**SOURCE TEXT**
1. Hike into a Volcano

The inside crater of Haleakala is filled with smaller cinder cones with red, orange, and brown sand, while the ridgeline stays vibrant green.

Awe-inspiring Haleakala may be (almost) dormant, but it’s still an otherworldly experience to hike into a volcano.

Start at the crater rim on the Sliding Sands Trail and descend into the enormous caldera, passing cinder cones as you go.

You have options once you get to the crater floor.

  • Go up the other side for an unforgettable night at a backcountry campsite.
  • Make a loop around cinder cones and leave the way you came.
  • Follow the crater floor out to the eastern gap and down to Halemau’u or Hosmer Grove.

Make this hike as long or as short as you’d like. Just remember, to bring plenty of water and sun protection!

While you can also hike into a volcano on the Big Island in Hawaii Volcanoes National Park, the terrain is very different between the two.

Maui’s Haleakala crater is very sandy; the Kilauea-Iki crater on the Big Island is hard crusted lava lake.

2. Bike Down the Side of a Volcano

A roadway loops and curves up and down the sideslope of Haleakala volcano on Maui

Unique to Maui, you can bike down the side of Haleakala volcano, too!

Tours will bus you up the mountainside to a point just below the entrance to the national park, give a quick safety presentation, and let you go.

You’re sharing the road with cars and tour buses as they chug up and down the mountain, but the road is well-maintained with good shoulder width.

But, unlike the vehicles, you can stop and take photos from pretty much anywhere as often as you want on your descent.

This is one of the most unique things to do on Maui, and it’s incredibly popular!

Book your tour ahead to ensure your preferred dates/times.

**New in February 2023: The Maui County Council passed a local ordinance that went into effect on February 1, 2023 limiting the area, ages, and times allowed for bike tours down Haleakala. (See this news article for more info.)

The bike tour companies now have to stop you at the city limits and shuttle you through town. They’re not happy about it, either.

I suspect we’ll see a lot of change as everyone figures out how to comply with the new ordinance.

3. Stargaze from Atop a Volcano

A man's shadow sitting on a curb with the starry night sky above him

Haleakala’s summit is world-famous for its incredibly clear stargazing. It’s considered the best place on the planet to observe the stars!

The observatory with its magnificent telescope isn’t open to the public because it’s got a line of researchers around the world waiting to use it.

But visitors to Maui can enter the park any time and enjoy the same night sky!

Maui has very little light pollution, and Haleakala’s summit is so high, that atmospheric interference is minimal.

**RECORD EXCERPTS**

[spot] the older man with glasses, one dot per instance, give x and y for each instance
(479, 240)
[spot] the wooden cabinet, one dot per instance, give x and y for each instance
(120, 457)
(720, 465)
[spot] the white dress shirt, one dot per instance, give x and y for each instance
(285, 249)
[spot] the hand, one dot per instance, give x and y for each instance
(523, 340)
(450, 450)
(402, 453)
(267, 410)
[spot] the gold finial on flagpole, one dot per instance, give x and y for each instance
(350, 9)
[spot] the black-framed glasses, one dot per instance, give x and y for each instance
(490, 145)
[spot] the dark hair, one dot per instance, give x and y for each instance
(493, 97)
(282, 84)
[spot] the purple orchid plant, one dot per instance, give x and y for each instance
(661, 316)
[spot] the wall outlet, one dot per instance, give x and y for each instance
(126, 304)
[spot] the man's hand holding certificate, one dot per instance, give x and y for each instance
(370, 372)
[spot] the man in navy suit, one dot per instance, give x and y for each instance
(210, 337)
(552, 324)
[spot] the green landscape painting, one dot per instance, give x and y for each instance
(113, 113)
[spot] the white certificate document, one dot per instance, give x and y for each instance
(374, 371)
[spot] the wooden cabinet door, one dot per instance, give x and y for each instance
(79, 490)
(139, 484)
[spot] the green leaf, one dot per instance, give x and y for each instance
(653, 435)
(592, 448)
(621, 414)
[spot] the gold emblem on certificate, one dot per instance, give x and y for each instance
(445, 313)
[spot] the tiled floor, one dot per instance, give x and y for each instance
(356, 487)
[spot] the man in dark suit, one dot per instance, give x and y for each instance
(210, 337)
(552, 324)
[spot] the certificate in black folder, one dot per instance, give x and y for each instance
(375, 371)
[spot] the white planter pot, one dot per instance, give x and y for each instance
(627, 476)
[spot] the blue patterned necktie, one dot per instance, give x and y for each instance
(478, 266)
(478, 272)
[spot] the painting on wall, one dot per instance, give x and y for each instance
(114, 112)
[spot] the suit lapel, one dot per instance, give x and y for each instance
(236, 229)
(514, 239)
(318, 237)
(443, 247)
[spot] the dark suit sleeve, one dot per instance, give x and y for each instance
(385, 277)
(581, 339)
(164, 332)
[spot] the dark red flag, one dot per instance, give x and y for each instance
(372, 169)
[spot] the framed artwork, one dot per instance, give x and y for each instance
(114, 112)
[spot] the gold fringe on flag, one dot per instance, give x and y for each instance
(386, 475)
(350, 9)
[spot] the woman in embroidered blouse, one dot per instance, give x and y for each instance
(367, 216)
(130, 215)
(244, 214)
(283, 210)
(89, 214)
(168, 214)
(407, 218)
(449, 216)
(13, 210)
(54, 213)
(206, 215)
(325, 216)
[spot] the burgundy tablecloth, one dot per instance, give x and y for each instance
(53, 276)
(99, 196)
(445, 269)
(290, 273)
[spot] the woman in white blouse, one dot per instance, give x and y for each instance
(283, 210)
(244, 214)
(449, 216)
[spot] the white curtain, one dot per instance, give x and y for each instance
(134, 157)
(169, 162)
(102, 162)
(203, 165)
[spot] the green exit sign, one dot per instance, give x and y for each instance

**TASK**
Reproduce word for word the stretch of the Haleakala text from "Maui’s Haleakala crater" through "on your descent.".

**RESPONSE TO THE EXERCISE**
Maui’s Haleakala crater is very sandy; the Kilauea-Iki crater on the Big Island is hard crusted lava lake.

2. Bike Down the Side of a Volcano

A roadway loops and curves up and down the sideslope of Haleakala volcano on Maui

Unique to Maui, you can bike down the side of Haleakala volcano, too!

Tours will bus you up the mountainside to a point just below the entrance to the national park, give a quick safety presentation, and let you go.

You’re sharing the road with cars and tour buses as they chug up and down the mountain, but the road is well-maintained with good shoulder width.

But, unlike the vehicles, you can stop and take photos from pretty much anywhere as often as you want on your descent.